What you have to do: Copy each of the rows below word for word, line by line, without changing anything.

Records:
********

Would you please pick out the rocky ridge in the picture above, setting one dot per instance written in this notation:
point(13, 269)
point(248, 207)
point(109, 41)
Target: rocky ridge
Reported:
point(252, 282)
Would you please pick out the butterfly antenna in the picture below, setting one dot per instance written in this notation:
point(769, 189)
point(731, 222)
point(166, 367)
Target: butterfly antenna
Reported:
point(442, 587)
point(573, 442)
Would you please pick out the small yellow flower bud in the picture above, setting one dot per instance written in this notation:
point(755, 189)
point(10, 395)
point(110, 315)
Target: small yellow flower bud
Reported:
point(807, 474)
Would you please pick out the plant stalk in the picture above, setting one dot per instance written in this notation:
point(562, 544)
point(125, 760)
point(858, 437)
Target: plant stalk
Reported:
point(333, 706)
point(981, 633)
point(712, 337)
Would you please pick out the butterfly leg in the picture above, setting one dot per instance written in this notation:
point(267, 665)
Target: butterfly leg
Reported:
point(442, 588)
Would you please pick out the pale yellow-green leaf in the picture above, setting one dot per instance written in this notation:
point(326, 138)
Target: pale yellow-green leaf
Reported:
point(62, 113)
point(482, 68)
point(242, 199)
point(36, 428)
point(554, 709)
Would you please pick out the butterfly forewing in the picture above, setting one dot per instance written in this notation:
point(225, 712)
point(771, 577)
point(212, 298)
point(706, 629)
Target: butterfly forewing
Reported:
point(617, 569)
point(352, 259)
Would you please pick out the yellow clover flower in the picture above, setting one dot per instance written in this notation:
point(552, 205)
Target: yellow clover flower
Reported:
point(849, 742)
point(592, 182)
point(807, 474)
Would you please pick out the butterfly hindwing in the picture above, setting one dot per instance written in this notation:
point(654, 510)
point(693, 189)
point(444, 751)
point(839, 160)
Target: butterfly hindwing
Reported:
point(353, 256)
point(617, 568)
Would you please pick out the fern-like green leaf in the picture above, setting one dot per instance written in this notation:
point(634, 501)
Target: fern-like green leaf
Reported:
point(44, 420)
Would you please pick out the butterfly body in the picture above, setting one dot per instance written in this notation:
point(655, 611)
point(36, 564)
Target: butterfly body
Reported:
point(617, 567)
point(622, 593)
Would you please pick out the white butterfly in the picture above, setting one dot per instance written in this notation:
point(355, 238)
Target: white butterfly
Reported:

********

Result of this task:
Would you please pick out the rocky ridge in the picture above, setting one dot per instance written in this notation:
point(13, 269)
point(248, 207)
point(109, 41)
Target: rocky ridge
Reported:
point(252, 282)
Would you please pick out the butterfly antenna in the picture below, setting one dot per instance written in this notation:
point(769, 189)
point(731, 222)
point(166, 367)
Target: butterfly antenna
Reported:
point(442, 587)
point(573, 442)
Would you please pick out the small yellow flower bud in the picture above, setting one dot per instance written in this notation:
point(755, 189)
point(10, 395)
point(110, 315)
Target: small yellow flower bud
Reported:
point(807, 474)
Would you please pick out the plant stalk in the picture above, setting one dot per instance written in this notation:
point(562, 544)
point(125, 760)
point(858, 437)
Target: plant stalk
Reported:
point(333, 706)
point(981, 633)
point(712, 337)
Would you please pick out the butterfly leg in the picture above, setting one dot per instance written in this notation:
point(267, 665)
Target: butterfly leg
Reported:
point(442, 588)
Would you please pick out the pale yellow-green leaf in the picture above, setting one dot per instance written in this notation:
point(326, 138)
Target: pale yellow-green leaf
Reported:
point(62, 113)
point(482, 68)
point(242, 199)
point(36, 428)
point(554, 709)
Would you please pick out the butterfly forewing in the picture above, setting one dot per instance written in this notation:
point(225, 712)
point(771, 577)
point(212, 298)
point(706, 629)
Target: butterfly forewing
Reported:
point(617, 569)
point(352, 259)
Would you please pick out the yellow clover flower in the picture above, setting one dot per instance written in this notation:
point(552, 205)
Target: yellow clover flower
Reported:
point(849, 742)
point(592, 182)
point(807, 474)
Would you please pick out the butterfly hindwing in the picture above, setting one dot per instance written in this notation:
point(654, 510)
point(693, 189)
point(444, 751)
point(839, 160)
Target: butterfly hindwing
Reported:
point(353, 256)
point(617, 568)
Would you please pick out the fern-like green leaf in the picture above, setting one dot per instance written in this notation:
point(634, 501)
Target: fern-like green leaf
Reported:
point(44, 420)
Would you please pick out the butterfly body in the picture above, setting one dot per instance written in this notation:
point(655, 611)
point(36, 564)
Target: butterfly body
Reported:
point(617, 567)
point(622, 593)
Would you please pick out the white butterfly in the picture above, setting one dot per instance written in this notation:
point(355, 238)
Target: white butterfly
Reported:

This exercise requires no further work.